WORK INSTRUCTIONS: Return the lines beginning at the one that contains "point: woman's arm" and running to the end of the records, exactly and with nothing else. Omit pictures.
START GIVEN RECORDS
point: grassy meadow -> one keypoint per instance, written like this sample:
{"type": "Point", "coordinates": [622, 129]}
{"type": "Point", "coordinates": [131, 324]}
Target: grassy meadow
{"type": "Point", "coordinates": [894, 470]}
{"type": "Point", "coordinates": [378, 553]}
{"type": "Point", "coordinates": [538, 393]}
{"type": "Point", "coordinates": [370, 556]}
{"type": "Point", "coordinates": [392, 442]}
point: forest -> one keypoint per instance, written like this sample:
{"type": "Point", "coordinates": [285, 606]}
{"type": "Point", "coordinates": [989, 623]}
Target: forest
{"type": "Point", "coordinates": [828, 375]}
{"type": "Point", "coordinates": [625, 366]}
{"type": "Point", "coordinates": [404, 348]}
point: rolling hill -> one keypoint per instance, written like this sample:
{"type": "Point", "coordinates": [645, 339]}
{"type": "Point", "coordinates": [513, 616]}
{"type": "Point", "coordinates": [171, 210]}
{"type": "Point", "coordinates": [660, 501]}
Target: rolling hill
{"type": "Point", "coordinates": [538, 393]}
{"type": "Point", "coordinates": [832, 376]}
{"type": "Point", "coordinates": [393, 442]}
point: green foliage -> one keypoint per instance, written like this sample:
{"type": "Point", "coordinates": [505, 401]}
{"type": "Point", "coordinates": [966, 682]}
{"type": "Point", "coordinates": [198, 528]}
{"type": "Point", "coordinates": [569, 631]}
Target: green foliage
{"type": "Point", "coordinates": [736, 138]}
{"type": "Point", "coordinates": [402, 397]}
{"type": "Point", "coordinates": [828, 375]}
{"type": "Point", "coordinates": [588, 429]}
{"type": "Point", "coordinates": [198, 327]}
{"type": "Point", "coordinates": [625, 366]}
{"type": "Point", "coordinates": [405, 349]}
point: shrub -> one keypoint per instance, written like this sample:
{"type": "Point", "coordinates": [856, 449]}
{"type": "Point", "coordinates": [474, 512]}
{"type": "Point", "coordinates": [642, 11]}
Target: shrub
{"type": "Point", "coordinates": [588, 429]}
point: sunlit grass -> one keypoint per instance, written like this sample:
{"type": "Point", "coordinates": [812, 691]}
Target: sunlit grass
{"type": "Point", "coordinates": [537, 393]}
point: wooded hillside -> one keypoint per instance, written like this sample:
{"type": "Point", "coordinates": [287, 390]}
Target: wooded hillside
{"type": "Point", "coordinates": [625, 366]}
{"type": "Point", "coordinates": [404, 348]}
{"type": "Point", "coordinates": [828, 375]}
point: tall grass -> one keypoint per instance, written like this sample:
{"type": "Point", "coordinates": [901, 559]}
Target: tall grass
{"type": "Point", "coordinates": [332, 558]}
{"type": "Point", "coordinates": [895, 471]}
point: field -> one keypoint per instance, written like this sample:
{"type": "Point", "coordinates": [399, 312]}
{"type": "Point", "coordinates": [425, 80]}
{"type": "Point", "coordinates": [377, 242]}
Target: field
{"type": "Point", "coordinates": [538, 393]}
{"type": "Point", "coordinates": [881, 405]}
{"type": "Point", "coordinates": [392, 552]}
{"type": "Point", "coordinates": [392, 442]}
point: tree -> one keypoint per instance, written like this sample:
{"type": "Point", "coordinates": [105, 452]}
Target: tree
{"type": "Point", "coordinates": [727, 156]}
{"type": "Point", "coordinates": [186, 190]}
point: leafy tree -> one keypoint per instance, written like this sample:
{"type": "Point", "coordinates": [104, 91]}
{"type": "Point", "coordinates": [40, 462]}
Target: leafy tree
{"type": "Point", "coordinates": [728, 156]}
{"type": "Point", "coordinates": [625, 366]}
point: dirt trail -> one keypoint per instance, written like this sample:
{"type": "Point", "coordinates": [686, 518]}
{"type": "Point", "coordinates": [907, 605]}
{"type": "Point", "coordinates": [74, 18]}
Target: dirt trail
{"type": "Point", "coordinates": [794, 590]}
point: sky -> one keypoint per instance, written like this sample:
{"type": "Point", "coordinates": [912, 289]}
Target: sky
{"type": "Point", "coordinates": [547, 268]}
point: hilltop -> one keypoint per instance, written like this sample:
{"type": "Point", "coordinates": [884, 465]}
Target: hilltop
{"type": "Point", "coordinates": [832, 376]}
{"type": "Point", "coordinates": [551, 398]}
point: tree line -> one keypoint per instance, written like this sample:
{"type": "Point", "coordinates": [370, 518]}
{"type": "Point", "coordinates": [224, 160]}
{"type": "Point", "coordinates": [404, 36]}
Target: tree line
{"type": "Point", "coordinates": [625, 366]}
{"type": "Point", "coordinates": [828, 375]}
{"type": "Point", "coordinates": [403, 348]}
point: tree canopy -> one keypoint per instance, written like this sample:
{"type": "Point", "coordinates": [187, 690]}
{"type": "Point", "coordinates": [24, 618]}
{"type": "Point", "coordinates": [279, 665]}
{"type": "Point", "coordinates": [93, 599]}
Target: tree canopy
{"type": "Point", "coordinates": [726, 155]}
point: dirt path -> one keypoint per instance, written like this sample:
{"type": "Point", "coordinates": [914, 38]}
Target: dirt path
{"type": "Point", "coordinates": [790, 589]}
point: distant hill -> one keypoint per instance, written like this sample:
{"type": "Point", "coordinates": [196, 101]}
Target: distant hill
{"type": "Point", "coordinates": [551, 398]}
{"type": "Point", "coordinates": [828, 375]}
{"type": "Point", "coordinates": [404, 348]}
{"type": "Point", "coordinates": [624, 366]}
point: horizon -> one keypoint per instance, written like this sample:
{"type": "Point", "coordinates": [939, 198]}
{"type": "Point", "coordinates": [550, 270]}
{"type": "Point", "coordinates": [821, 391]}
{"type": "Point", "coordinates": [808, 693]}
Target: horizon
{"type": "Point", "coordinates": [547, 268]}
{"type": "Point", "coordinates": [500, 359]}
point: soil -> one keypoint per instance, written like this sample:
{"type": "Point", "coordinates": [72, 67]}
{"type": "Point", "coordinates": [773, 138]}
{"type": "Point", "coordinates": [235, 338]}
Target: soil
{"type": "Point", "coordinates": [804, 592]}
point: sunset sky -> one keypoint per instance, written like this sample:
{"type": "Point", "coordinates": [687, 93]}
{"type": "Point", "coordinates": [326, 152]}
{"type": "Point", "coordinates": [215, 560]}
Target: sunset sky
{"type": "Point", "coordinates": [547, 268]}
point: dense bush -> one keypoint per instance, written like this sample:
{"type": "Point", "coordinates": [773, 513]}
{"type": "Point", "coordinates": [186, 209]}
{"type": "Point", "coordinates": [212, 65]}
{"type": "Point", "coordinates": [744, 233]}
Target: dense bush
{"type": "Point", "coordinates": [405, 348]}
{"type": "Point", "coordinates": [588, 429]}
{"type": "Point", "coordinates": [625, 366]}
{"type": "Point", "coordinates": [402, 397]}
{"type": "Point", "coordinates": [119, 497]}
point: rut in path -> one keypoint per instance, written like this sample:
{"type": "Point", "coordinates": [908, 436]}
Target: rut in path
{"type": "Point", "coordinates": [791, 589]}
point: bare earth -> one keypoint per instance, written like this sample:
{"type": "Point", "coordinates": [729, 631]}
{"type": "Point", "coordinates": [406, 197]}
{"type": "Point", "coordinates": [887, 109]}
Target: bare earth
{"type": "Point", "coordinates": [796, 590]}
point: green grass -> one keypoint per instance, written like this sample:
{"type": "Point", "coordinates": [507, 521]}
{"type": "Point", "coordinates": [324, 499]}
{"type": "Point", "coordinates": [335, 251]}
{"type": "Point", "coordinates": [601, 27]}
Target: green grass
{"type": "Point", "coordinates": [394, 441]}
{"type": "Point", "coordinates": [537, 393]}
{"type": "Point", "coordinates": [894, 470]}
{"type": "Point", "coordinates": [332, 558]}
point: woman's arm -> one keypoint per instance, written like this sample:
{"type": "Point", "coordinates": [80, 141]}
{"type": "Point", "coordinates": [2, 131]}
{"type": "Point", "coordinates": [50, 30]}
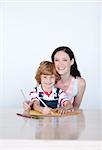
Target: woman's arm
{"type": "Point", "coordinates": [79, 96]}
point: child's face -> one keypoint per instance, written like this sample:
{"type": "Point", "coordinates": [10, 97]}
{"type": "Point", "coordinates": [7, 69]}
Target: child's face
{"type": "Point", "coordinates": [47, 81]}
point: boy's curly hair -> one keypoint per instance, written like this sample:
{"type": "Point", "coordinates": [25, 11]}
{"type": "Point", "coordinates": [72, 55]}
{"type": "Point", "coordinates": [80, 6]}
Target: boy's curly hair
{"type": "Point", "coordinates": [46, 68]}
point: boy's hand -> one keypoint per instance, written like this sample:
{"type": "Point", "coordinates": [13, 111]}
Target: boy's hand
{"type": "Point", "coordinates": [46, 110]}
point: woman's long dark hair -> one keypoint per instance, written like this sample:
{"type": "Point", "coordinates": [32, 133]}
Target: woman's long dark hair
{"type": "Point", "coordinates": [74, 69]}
END GIVEN RECORDS
RESULT OF THIS TASK:
point: woman's arm -> one keypoint per instance, written like this sample:
{"type": "Point", "coordinates": [80, 141]}
{"type": "Point", "coordinates": [2, 131]}
{"type": "Point", "coordinates": [50, 30]}
Target: woman's arm
{"type": "Point", "coordinates": [79, 96]}
point: child's face -> one keypoint per instance, written like this sample:
{"type": "Point", "coordinates": [10, 97]}
{"type": "Point", "coordinates": [7, 69]}
Target: child's face
{"type": "Point", "coordinates": [47, 81]}
point: boy's curly hair -> one keypoint per instance, written like this sample:
{"type": "Point", "coordinates": [25, 11]}
{"type": "Point", "coordinates": [72, 55]}
{"type": "Point", "coordinates": [80, 6]}
Target: boy's curly hair
{"type": "Point", "coordinates": [46, 68]}
point: boy's hand -> one keypoint per instance, written like this sample:
{"type": "Point", "coordinates": [13, 111]}
Target: boy's hand
{"type": "Point", "coordinates": [46, 110]}
point: woman's long dark hair -> one keypoint per instance, written like this sample:
{"type": "Point", "coordinates": [32, 133]}
Target: woman's long dark hair
{"type": "Point", "coordinates": [74, 69]}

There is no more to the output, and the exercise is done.